GOAL OF THE EXERCISE:
Copy out, word for word, only the stretch of items below from the line containing "of the curly" through the line containing "column 54, row 311", including both of those lines.

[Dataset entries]
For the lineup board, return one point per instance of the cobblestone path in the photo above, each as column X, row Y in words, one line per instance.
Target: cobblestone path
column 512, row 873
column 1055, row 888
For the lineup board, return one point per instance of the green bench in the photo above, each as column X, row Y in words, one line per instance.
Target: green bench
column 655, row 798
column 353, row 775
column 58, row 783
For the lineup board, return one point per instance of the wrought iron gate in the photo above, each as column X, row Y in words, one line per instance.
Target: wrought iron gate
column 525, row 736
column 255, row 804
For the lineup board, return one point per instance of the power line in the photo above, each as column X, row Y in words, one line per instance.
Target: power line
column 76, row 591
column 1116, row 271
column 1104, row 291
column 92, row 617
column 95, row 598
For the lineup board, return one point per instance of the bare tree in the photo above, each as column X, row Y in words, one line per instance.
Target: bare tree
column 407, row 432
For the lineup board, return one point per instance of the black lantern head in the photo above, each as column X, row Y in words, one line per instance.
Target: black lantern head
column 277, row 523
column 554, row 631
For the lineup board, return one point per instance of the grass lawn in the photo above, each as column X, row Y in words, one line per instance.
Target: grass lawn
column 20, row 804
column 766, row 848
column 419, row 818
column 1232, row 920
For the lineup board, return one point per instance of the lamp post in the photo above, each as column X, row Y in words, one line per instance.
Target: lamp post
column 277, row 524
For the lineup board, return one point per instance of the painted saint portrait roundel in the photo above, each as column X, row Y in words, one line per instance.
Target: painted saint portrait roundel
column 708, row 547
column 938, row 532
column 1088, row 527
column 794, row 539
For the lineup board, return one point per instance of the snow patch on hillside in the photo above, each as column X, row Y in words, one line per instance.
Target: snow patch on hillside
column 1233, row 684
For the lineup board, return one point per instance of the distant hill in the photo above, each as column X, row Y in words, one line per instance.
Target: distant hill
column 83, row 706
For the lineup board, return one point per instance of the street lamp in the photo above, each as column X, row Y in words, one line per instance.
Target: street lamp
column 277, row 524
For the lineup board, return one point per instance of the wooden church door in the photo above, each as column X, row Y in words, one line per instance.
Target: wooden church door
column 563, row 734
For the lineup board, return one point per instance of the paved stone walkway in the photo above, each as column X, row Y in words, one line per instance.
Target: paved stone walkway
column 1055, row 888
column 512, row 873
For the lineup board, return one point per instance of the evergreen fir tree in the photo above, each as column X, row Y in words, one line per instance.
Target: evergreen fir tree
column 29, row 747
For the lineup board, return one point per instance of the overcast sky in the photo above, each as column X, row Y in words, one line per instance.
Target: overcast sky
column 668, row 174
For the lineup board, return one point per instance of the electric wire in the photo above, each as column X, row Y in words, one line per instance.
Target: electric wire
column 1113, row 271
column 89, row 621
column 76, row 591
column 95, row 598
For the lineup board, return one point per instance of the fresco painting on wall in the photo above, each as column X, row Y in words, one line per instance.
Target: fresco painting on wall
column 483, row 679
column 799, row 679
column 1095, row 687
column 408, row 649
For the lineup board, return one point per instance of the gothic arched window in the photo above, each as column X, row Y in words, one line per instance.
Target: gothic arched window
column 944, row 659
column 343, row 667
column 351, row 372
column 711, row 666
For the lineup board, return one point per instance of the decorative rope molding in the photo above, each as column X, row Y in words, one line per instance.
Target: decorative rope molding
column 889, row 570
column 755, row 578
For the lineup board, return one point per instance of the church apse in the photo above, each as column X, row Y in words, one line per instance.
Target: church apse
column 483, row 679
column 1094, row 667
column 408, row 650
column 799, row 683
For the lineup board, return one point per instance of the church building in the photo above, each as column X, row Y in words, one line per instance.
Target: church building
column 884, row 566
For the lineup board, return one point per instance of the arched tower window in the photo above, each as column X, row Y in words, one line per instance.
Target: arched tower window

--

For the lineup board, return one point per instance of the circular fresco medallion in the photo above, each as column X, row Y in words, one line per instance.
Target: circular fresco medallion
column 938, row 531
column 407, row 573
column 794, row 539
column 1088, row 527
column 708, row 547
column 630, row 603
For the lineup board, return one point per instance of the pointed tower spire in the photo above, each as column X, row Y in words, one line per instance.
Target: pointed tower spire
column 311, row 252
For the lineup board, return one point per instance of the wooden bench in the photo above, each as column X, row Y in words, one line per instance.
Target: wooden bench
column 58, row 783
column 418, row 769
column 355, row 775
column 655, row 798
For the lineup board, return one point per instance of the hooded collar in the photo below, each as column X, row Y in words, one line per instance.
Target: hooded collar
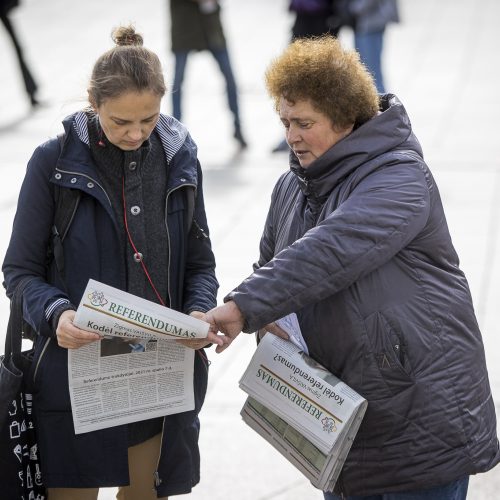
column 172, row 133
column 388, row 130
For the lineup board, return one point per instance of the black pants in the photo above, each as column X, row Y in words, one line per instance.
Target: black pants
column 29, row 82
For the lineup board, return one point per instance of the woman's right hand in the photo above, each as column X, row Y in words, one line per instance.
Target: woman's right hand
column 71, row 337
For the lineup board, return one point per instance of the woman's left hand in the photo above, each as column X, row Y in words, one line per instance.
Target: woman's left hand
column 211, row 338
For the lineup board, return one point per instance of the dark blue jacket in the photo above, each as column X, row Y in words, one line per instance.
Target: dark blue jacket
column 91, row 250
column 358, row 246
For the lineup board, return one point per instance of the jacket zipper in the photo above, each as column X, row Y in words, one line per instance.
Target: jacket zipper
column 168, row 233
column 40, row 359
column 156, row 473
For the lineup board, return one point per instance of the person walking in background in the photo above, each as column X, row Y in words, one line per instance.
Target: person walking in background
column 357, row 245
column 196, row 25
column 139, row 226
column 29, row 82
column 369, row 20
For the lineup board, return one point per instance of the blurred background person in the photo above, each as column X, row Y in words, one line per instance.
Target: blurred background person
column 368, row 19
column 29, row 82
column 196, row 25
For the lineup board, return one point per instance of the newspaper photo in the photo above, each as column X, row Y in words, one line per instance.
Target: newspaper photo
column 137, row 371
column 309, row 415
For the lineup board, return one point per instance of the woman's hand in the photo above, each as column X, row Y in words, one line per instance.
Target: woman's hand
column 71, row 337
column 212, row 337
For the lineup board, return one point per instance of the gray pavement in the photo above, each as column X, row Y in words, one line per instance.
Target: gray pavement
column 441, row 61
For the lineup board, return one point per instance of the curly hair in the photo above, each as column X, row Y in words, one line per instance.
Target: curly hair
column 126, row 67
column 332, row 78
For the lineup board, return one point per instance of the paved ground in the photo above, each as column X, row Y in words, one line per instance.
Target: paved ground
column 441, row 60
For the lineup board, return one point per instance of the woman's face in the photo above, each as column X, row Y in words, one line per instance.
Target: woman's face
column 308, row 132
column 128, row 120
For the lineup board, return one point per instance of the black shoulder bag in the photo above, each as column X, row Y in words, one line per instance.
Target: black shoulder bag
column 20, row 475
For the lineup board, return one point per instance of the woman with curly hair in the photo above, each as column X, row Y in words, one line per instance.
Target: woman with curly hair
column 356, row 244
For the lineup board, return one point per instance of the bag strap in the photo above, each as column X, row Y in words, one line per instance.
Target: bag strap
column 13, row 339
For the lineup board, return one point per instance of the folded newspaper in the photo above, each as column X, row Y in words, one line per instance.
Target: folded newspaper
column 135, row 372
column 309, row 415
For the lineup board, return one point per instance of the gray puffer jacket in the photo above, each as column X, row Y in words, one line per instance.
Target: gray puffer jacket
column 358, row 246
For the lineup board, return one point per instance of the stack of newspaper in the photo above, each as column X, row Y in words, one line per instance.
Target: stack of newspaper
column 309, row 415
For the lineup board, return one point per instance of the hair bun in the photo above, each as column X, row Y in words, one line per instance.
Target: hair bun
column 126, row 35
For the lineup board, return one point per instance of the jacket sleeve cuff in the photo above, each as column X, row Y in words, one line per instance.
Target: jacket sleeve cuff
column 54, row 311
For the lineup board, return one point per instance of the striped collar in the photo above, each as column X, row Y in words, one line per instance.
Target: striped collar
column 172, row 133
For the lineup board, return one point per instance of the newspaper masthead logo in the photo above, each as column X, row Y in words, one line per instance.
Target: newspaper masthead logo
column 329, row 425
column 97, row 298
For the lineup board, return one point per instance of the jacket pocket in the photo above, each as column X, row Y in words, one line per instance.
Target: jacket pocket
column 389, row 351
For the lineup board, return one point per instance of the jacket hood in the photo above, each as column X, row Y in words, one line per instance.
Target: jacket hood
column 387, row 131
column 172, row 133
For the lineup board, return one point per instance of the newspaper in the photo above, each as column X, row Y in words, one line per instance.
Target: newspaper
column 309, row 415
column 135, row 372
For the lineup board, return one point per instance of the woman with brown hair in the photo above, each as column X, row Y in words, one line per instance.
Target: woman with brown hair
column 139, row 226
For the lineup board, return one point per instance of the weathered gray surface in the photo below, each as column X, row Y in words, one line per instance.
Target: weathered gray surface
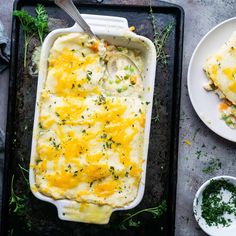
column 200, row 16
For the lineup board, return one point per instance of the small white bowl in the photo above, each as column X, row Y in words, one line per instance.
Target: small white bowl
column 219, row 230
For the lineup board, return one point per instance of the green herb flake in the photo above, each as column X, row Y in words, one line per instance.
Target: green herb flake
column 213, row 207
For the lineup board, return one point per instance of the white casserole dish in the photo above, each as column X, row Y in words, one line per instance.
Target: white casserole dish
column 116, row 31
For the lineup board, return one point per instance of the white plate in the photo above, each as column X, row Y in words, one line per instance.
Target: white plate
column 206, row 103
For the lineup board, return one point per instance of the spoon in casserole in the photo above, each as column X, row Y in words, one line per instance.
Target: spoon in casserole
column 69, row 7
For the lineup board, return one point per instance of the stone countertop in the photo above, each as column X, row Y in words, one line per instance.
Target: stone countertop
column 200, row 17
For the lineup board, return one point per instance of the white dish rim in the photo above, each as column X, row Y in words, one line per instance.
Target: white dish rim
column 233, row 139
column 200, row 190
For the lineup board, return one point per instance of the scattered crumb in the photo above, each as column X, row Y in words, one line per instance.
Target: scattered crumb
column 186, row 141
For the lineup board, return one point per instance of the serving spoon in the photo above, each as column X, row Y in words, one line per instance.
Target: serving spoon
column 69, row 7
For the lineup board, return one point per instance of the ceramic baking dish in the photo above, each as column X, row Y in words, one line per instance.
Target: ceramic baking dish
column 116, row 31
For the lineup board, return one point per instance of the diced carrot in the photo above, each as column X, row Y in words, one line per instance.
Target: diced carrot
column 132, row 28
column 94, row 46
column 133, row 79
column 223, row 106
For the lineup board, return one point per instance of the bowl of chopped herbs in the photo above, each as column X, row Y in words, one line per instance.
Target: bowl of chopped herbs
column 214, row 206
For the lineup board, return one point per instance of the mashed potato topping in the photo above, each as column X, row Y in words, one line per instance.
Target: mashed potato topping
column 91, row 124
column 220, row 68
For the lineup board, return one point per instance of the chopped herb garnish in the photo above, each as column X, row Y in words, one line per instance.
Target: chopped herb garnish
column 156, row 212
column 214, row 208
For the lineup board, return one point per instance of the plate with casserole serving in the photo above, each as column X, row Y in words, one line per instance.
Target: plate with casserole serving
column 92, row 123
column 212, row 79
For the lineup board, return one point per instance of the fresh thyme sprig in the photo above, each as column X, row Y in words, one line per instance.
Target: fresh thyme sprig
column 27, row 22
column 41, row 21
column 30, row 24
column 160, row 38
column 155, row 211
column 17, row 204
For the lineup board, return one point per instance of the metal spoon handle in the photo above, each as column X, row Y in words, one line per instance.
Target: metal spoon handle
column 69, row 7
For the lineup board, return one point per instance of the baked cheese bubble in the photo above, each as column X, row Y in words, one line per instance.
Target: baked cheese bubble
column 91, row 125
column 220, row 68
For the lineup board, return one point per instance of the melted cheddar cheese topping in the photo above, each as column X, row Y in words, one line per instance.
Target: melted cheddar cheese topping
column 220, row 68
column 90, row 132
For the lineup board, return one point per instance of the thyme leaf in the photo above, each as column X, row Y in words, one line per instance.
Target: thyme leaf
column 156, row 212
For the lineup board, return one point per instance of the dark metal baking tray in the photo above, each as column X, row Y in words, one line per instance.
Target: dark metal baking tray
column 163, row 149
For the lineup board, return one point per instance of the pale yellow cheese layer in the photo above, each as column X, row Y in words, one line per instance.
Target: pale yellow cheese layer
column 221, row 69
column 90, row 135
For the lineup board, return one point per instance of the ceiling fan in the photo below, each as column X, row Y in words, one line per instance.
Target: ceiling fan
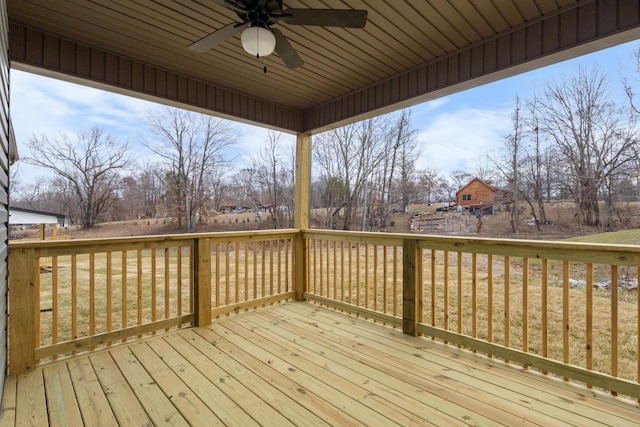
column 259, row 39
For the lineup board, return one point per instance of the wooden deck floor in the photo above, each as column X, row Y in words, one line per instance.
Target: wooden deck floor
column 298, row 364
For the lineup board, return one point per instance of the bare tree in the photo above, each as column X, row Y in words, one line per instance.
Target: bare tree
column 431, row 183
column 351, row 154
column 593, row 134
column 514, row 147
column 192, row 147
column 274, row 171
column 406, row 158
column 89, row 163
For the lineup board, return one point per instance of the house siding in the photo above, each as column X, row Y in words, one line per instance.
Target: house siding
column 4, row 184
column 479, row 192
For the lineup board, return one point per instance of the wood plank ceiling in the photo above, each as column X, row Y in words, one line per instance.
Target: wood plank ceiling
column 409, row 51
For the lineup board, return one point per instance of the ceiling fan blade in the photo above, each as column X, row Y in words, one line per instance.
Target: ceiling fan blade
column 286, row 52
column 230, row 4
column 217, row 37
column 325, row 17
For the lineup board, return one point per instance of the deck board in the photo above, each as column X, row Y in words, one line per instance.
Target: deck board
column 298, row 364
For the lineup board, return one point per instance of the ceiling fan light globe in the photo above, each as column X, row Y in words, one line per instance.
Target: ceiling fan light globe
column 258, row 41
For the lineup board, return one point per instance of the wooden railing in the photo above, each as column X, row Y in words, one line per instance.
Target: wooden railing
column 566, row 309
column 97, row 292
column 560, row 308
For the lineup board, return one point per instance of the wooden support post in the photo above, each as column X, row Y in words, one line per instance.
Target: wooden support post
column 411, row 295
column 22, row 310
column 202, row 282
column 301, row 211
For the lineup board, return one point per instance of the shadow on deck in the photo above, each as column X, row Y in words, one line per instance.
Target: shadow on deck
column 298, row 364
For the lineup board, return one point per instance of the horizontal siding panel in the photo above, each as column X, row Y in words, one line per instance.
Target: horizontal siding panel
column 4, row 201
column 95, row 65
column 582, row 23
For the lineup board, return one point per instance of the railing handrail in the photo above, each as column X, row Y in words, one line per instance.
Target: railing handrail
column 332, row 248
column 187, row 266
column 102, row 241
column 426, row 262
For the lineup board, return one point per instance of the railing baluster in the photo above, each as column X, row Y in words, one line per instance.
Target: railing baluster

...

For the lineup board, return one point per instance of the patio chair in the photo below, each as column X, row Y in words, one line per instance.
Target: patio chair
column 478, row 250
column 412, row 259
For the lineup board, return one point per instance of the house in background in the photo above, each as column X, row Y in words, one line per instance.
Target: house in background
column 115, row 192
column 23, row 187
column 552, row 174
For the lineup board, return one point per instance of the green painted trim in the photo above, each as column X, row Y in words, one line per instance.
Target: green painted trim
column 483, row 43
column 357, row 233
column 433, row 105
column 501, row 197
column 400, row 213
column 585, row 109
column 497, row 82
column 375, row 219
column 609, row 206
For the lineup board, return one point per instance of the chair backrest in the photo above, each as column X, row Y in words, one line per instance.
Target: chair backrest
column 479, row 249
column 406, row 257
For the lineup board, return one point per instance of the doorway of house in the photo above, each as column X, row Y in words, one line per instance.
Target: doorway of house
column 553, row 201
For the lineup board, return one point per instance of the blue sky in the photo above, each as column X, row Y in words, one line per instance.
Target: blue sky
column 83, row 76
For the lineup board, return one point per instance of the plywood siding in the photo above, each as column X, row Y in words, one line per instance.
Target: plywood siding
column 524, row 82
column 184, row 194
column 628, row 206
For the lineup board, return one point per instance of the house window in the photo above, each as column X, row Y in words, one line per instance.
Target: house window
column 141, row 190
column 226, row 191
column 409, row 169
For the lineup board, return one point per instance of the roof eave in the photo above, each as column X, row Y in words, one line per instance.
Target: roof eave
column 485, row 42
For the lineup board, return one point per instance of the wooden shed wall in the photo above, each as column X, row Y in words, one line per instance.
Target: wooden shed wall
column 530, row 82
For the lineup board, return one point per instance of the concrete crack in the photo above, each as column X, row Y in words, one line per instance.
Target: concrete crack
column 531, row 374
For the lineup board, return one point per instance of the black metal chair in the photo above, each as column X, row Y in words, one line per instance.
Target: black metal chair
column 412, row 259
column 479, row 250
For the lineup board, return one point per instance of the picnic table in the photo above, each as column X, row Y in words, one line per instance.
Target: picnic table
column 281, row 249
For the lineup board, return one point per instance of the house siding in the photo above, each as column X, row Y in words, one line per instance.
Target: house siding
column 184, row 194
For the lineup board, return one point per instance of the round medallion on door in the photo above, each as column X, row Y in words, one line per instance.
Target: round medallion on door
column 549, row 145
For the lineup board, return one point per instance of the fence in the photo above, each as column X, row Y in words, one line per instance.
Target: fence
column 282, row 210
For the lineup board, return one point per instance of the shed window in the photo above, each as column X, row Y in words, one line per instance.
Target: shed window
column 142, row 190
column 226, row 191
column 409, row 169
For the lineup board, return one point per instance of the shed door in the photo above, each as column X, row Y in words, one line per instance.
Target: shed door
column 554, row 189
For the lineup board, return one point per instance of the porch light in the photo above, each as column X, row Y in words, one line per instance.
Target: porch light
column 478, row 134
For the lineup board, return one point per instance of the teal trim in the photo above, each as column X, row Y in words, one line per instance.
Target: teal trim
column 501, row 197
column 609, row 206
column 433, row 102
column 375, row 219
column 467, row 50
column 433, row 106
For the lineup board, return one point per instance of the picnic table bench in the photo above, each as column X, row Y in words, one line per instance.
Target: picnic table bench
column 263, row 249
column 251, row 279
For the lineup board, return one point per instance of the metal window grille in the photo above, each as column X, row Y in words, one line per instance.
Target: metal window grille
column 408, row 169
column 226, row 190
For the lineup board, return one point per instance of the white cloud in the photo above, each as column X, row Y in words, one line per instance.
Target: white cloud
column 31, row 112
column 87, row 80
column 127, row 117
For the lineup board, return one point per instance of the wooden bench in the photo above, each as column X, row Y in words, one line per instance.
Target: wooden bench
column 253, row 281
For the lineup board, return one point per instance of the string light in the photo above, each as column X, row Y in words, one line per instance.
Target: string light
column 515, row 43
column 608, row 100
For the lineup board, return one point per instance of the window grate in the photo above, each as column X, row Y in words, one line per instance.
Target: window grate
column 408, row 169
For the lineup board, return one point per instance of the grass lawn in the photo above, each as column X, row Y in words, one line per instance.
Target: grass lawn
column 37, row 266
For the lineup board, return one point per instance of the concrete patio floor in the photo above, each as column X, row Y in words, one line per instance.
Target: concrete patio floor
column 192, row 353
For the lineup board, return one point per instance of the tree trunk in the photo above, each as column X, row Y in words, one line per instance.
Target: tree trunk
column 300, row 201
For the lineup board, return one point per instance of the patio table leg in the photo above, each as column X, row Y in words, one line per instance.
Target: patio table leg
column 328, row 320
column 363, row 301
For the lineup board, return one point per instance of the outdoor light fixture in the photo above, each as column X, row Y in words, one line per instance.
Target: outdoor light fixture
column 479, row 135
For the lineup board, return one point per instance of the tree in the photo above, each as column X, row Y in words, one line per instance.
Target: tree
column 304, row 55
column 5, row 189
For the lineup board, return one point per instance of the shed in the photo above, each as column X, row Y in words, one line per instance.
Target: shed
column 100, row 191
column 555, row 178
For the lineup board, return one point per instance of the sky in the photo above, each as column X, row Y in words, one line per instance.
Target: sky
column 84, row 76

EXERCISE SOLUTION:
For the lineup board, return one point per instance of the curly hair in the photo above, each as column X, row Y in words, one line per instance.
Target: curly hair
column 126, row 67
column 332, row 78
For the lineup board, return one point per instance of the paved ground in the photo above, each as column X, row Y in words, one line per instance.
Target: paved ground
column 441, row 60
For the lineup board, return one point per instance of the woman's face in the photo above, each as column X, row Y in words, one line per instance.
Target: woman's face
column 308, row 132
column 128, row 120
For the lineup board, return one point per instance of the black shoulder bag in the photo above, each as column X, row Y in words, one line per instance.
Target: black shoulder bag
column 20, row 475
For the lineup board, return one point per instance of the woman with curly hair in the photo above, each as column X, row Y in words, one line per instance.
Target: woman with curly hair
column 356, row 244
For the lineup board, return one point per instance of the bag strap in the photo above, each as column X, row Y in words, one line per instance.
Target: bag strap
column 13, row 339
For the lineup board, return one point per instance of the folded newspaper in the photo above, each as column X, row Y in words, one line per instance.
Target: folded newspaper
column 135, row 372
column 309, row 415
For the lineup board, return one point per instance of the gray puffer jacket in the photo above, each as column X, row Y in words, one line per instance.
Target: gray puffer jacket
column 358, row 246
For the lineup board, return one point per instance of the stack of newspaper in the photo above, each as column X, row Y in words, one line per instance.
Target: stack of newspaper
column 309, row 415
For the lineup board, return one point per instance of the hair bun in the photo above, each as column X, row Y in words, one line per instance.
Target: hair bun
column 126, row 35
For the lineup board, return one point per instance of the jacket sleeve cuff in the photo above, each as column X, row Y in words, one line per instance.
Target: jacket sleeve cuff
column 54, row 311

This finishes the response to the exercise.